## [EXERCISE REQUIREMENTS]
Print every one of the saved entries below line for line, with no change to any word or number.

---- EXERCISE INPUT

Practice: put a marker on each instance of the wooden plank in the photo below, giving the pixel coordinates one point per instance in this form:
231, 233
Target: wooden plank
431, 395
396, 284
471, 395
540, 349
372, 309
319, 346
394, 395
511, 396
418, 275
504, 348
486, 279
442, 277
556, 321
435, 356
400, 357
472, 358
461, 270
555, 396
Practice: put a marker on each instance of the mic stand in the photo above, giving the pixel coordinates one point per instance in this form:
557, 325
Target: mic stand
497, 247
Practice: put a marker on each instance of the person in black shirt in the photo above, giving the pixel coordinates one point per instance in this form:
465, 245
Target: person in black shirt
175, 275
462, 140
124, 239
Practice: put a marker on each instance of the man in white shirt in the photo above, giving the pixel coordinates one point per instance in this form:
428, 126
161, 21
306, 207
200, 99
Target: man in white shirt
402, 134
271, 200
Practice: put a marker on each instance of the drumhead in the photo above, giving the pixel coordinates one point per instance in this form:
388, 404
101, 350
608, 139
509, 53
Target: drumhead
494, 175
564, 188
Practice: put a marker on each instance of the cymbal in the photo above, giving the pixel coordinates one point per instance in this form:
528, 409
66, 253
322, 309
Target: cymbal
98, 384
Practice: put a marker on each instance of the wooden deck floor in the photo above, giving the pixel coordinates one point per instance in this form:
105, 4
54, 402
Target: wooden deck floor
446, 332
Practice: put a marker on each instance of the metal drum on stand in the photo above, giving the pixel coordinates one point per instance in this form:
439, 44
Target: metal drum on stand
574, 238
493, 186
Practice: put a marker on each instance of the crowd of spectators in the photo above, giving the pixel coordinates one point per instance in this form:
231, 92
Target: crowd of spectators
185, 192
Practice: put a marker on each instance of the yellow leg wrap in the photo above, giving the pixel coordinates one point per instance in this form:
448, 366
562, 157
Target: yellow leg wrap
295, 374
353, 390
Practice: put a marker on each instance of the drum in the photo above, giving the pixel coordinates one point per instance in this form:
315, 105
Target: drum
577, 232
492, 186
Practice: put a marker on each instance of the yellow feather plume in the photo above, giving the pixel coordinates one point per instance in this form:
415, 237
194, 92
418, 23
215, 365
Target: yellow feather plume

--------

## [REPLY TO THE EXERCISE]
Practice: put a marker on each instance of the wooden plank in the photo below, giving the pixel coordinates one point per instance in this form:
231, 233
Target: wooden plank
431, 395
396, 284
471, 395
540, 349
372, 309
319, 346
394, 395
511, 396
418, 275
504, 348
486, 279
442, 277
556, 321
435, 356
400, 357
472, 358
461, 270
555, 396
Practice: put a marker on each instance of the mic stand in the photo above, giving the pixel coordinates one point per instance in this form:
557, 325
Target: mic stand
497, 247
Practice: put a marker on each instance of the person in black shirt in the photo above, giving the pixel coordinates one point per instance in this form:
465, 245
Target: person in black shirt
175, 275
462, 140
124, 239
Practice: put a marker on each instance of the man in white shirt in the photo above, giving the pixel coordinates one point per instance in this form:
428, 126
161, 21
306, 207
200, 99
Target: man in white shirt
402, 134
271, 200
Practice: put a marker on each instance of the drumhead in the photo above, giving the pixel coordinates one point per instance in this form:
388, 404
101, 350
608, 139
509, 53
Target: drumhead
494, 175
564, 188
Practice: put a marker on each instance of the cymbal in the photo above, giving the pixel coordinates one point per instance in this form:
528, 409
66, 253
322, 309
Target: cymbal
98, 384
Practice: put a marker on each instance of the wooden deck floor in the photo above, giving the pixel coordinates one point per instance in this form:
105, 4
54, 402
Target: wooden deck floor
446, 332
Practice: put a marker on each instance of the metal drum on stand in the photo above, giving the pixel coordinates one point per instance in this form:
439, 44
Target: metal drum on stand
574, 238
493, 186
Practice: put a marker on each instance of the crowd of spectators in the photo above, giving the pixel coordinates one point per instance in this form:
231, 92
Target: crowd of spectators
185, 192
Practice: put a marker on each instance of the yellow leg wrap in the photo above, giving the pixel coordinates one point per instance in this form:
448, 366
562, 157
Target: yellow leg wrap
295, 374
353, 390
Practice: put a marker on each instance of the drum in the photo above, giving the pixel coordinates one point per instance in this form:
315, 105
Target: drum
577, 232
492, 186
Practice: put a marker on each instance of the yellow feather plume in the photo above, giving the pixel coordinates one point per instance in this form:
415, 237
194, 92
418, 23
215, 365
Target: yellow feather plume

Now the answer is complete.